Document segment:
>> BEGIN

[mod_python] Problem with PSP and unicode

Thu Feb 16 12:16:04 EST 2006

Hi Nicolas, as usual you're right on the money. I meant to post this
yesterday, but I always forget to check the To: field when I reply and it
always ends up going somewhere other than the list (to Gustavo this time,
sorry about that Gustavo.)

Because of the somewhat unusual way in which I use psp, I'm making my own
implementation right now. I treat psp as templates, and I nest them, and
this unfortuantly writes the templates from the innermost to the outermost,
not what I want. I've been getting around this by replacing req.write with a
buffered function (only when running a psp template) and then setting it
back when I'm done. This combined with the unciode issues, and some issues
with the way indentation is handled has persuaded me it's time to do things
myself so I can make sure it works for me.

The way I'm handling the issues with encoding is by simply adding two
optional arguments (input and output encoding) to the constructor that both
default to utf-8 (I thought about auto detecting the input encoding, but I'd
rather not force that, you can always do an auto detect and pass that as the
input encoding anyway.)

With the same input and outut encoding, there isn't any conversions done to
the static content, because I encode static content directly into the output
encoding. I've also done things in such a way that regular strings can be
encoded as utf-8 without any conversion as well. For now I do this by
assuming the string is ascii and therefore valid utf-8. I'm 90% sure that's
fine, because passing a string in any other encoding is just looking for
trouble, there's no way I can guess what it's encoded as so I could fix it
or raise an error, this puts the responsibility for encoding regular strings
on the developer, where it should be. But for any other object I convert to
unicode and then encode it with the output encoding. This ensures
__unicode__ is called preferentially over __str__.

>> END

Written task 1: In the mailing-list post about PSP and unicode, what default value do the two optional encoding arguments added to the constructor take?

Supplied data:
>> BEGIN

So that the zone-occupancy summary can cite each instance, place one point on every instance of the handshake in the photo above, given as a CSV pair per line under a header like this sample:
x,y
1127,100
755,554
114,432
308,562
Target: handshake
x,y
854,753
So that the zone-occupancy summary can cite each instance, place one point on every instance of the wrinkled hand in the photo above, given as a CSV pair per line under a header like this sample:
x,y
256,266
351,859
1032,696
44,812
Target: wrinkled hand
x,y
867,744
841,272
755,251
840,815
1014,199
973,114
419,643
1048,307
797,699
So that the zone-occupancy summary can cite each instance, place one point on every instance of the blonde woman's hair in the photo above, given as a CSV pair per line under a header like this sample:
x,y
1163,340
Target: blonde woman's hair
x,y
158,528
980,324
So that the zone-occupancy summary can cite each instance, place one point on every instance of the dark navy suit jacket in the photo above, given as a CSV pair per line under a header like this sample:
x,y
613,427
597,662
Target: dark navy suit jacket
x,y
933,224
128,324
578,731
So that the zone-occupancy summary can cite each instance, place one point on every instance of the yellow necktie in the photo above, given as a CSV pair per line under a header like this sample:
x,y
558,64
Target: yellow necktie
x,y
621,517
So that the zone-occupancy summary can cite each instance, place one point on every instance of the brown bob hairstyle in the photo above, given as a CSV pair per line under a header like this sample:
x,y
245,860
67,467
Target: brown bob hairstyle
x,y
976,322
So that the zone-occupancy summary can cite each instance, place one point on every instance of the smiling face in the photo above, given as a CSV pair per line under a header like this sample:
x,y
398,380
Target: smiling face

>> END

Written task 2: List every line of the rows that contains the string "hairstyle".

Exercise solution 1: Both the input and the output encoding default to utf-8.

Exercise solution 2:
So that the zone-occupancy summary can cite each instance, place one point on every instance of the brown bob hairstyle in the photo above, given as a CSV pair per line under a header like this sample:
Target: brown bob hairstyle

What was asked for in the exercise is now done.